Request - Copy the lines below verbatim, beginning with the line that includes "to the treeline" and continuing to the end; leave out everything before it.

··· Data shown

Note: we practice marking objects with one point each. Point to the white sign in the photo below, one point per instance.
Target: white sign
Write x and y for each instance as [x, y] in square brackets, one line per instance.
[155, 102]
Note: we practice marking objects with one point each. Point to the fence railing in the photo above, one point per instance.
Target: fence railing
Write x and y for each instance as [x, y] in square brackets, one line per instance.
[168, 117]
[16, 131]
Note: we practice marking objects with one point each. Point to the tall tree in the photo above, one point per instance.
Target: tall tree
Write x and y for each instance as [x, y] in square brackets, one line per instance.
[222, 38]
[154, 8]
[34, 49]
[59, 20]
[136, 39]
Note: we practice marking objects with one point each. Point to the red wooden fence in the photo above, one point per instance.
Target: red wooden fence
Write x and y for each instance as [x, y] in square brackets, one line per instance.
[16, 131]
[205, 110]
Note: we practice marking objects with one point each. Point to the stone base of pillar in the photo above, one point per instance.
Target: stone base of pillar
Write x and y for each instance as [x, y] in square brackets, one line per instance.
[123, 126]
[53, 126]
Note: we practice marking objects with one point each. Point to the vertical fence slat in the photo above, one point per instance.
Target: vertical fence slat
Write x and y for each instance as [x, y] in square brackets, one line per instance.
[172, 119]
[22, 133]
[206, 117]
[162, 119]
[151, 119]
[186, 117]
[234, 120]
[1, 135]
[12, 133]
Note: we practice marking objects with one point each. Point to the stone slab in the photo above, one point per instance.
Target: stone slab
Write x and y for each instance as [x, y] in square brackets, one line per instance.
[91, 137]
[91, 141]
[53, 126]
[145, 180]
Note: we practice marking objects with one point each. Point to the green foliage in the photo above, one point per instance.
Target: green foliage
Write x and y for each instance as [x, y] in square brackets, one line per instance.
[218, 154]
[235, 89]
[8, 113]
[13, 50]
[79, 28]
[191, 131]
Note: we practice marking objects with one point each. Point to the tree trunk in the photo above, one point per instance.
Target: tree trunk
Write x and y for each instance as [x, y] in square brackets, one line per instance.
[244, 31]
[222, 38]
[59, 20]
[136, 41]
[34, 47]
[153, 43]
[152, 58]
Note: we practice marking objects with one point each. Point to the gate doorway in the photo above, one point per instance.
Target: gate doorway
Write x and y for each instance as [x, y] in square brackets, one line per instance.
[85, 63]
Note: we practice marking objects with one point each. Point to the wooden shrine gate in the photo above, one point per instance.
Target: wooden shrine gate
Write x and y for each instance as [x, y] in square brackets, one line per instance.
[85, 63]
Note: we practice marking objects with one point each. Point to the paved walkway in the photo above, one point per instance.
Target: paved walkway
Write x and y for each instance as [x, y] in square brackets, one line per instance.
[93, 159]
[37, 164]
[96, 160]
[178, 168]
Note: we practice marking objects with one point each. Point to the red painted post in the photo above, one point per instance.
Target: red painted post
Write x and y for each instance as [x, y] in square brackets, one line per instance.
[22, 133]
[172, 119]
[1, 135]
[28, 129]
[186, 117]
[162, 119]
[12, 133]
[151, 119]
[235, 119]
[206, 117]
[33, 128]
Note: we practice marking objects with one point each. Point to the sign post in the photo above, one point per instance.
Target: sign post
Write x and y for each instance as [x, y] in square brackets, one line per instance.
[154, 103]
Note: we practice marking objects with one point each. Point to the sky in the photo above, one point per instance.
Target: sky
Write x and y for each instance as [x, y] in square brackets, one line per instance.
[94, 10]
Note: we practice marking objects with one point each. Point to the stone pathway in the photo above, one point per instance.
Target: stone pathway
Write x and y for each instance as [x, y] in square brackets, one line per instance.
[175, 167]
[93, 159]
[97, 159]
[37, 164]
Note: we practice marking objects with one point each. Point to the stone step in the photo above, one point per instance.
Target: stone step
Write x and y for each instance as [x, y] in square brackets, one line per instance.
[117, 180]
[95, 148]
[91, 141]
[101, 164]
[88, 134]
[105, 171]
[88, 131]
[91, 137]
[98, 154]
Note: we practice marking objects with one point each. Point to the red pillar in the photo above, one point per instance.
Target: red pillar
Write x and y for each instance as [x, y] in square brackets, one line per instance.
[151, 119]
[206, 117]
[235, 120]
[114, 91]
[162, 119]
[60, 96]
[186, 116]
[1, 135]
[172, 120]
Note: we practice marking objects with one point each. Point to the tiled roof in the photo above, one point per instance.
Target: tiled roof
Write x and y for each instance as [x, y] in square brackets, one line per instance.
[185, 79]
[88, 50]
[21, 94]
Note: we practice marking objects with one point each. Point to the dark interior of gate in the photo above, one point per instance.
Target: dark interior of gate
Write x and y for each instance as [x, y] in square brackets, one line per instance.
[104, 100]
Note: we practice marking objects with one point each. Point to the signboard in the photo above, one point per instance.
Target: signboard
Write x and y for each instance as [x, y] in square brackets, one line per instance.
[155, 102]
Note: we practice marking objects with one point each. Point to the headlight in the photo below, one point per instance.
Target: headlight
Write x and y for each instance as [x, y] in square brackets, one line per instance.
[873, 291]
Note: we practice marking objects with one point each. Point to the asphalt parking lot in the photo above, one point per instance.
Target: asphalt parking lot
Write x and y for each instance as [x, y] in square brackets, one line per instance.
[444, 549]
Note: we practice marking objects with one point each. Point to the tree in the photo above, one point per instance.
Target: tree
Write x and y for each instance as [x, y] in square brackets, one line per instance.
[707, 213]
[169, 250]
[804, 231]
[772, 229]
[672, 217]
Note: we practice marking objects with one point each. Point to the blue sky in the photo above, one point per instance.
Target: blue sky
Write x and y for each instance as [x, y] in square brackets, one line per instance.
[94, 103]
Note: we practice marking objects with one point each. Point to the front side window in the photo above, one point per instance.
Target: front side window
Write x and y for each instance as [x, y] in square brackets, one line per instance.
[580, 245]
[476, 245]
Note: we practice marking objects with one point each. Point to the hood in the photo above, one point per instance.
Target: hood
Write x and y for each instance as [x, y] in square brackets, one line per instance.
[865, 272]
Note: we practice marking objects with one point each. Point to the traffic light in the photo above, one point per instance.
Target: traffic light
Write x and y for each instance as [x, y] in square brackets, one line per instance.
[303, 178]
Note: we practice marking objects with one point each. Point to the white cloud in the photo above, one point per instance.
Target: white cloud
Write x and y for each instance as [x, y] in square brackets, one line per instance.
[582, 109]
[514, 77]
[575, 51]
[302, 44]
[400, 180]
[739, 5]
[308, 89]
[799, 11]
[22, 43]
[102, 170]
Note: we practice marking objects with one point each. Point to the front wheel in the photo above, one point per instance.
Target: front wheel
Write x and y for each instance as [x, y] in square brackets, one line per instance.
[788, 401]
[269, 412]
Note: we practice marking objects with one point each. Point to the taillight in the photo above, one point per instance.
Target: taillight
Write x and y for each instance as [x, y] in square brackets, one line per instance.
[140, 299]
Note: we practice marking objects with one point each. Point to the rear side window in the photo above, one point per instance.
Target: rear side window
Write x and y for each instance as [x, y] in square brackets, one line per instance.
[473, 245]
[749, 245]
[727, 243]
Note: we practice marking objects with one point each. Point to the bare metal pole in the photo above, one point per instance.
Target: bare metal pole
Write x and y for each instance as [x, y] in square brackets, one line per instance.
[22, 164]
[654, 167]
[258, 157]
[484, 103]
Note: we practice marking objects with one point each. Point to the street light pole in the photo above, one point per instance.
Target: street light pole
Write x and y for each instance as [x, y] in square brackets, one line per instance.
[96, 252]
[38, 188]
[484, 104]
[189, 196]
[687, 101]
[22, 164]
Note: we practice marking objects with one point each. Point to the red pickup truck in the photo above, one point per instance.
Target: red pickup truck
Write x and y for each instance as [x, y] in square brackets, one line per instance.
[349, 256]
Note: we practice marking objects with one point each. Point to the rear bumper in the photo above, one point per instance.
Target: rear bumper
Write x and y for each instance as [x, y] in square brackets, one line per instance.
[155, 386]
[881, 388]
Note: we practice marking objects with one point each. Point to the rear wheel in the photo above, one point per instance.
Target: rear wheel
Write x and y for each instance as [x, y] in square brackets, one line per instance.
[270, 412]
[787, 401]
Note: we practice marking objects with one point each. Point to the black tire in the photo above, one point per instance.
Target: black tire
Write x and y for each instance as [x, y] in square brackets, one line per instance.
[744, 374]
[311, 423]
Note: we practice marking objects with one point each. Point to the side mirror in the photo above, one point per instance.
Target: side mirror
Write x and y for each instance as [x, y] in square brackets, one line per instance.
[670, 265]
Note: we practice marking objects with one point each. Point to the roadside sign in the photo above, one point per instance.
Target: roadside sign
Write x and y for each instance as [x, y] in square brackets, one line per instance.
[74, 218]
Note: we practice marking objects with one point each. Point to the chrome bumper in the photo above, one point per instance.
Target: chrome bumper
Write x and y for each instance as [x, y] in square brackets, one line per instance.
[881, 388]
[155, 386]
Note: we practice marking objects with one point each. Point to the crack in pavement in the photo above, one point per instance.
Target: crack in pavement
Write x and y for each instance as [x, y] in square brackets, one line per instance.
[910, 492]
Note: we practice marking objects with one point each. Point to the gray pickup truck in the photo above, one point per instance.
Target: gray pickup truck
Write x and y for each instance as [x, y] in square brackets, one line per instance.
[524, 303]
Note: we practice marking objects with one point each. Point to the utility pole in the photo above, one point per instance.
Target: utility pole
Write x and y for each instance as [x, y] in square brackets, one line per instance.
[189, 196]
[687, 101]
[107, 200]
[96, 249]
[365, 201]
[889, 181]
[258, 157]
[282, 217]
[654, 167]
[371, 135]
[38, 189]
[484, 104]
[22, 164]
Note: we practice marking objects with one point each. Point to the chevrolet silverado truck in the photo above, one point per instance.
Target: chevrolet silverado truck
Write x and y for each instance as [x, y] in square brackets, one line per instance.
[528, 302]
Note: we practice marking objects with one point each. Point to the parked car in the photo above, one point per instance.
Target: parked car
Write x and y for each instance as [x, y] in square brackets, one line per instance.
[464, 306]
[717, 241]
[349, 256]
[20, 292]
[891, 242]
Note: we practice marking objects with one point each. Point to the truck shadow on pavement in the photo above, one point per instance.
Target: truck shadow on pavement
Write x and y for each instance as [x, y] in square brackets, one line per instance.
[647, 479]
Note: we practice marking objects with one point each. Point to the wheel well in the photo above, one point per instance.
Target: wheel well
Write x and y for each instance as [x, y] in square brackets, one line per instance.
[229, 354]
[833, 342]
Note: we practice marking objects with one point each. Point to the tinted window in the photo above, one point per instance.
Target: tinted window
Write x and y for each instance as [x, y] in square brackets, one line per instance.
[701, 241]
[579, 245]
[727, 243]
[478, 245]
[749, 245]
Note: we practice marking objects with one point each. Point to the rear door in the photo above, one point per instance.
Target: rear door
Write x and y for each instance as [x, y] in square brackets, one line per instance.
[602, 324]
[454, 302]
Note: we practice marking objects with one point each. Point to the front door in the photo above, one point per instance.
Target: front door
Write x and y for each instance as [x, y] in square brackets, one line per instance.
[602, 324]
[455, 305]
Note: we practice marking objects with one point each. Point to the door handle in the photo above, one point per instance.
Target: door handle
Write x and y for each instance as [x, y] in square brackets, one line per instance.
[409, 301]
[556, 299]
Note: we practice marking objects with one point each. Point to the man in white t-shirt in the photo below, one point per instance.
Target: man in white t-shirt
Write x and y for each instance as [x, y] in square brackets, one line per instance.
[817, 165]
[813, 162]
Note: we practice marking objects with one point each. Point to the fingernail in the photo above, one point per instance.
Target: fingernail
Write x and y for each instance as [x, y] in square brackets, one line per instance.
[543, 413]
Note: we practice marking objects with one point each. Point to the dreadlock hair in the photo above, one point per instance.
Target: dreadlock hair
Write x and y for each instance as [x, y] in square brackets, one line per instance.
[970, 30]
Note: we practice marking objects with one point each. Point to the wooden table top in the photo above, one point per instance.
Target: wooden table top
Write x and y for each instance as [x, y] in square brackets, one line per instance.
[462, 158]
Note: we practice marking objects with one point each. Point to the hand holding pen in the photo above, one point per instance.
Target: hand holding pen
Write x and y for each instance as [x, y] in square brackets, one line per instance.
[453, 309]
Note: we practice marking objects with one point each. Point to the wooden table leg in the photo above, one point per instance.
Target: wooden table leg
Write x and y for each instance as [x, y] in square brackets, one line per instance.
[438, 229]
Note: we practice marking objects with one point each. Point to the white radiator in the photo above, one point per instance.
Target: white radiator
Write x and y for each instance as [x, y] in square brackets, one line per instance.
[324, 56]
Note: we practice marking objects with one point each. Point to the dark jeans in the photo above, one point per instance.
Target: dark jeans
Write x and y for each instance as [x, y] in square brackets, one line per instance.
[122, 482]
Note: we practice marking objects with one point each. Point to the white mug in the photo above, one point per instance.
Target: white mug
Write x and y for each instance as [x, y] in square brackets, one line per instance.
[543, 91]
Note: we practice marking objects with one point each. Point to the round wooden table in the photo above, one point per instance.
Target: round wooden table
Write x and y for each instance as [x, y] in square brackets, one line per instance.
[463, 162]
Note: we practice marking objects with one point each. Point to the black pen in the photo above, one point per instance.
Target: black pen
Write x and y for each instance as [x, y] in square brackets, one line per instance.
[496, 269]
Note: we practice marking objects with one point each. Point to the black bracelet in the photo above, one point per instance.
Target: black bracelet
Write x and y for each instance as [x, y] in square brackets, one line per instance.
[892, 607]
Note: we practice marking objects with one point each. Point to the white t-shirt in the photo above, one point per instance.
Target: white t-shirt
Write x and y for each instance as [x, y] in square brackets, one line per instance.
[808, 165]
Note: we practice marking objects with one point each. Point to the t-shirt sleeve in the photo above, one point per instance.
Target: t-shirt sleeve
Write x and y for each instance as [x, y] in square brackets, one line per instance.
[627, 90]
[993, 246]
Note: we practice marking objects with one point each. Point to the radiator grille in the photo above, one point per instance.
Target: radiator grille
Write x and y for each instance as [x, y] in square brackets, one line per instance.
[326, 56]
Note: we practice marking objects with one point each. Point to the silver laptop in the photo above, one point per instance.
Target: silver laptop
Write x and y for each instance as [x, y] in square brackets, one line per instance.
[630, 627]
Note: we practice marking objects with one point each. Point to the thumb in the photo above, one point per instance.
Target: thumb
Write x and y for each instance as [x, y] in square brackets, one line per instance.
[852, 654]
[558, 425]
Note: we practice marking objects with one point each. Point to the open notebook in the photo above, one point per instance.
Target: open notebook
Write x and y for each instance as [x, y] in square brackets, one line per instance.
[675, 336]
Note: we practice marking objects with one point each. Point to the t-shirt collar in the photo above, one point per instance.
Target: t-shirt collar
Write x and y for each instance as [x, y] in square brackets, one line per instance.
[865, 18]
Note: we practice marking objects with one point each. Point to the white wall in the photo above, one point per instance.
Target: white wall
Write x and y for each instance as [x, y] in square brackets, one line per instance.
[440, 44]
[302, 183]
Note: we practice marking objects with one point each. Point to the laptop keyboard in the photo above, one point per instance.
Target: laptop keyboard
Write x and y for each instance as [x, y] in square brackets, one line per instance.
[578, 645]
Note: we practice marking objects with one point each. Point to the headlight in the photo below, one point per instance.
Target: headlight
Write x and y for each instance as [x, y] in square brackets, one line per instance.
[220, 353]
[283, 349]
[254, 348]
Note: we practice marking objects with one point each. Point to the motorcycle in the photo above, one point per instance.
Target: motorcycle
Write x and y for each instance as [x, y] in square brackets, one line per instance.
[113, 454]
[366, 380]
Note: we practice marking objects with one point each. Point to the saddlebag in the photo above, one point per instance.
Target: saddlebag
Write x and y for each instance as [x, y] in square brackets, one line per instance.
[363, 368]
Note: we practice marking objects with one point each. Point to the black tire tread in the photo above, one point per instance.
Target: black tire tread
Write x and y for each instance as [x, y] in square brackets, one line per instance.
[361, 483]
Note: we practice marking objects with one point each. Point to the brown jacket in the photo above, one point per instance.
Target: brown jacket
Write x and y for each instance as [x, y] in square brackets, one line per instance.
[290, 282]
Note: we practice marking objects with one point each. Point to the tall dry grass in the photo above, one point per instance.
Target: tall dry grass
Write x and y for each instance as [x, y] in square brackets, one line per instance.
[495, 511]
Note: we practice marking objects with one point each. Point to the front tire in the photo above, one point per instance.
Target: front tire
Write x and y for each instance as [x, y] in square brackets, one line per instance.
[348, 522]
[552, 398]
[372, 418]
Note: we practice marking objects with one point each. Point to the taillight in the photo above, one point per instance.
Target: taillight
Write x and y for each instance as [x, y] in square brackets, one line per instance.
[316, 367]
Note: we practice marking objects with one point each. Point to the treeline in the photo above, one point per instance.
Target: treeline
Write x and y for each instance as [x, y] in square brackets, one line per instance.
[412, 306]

······

Result of this exercise -
Note: we practice marking objects with one point each. Point to the treeline in the photo above, one point per instance.
Target: treeline
Write x and y for each instance as [x, y] in square brackets, one line per instance.
[412, 306]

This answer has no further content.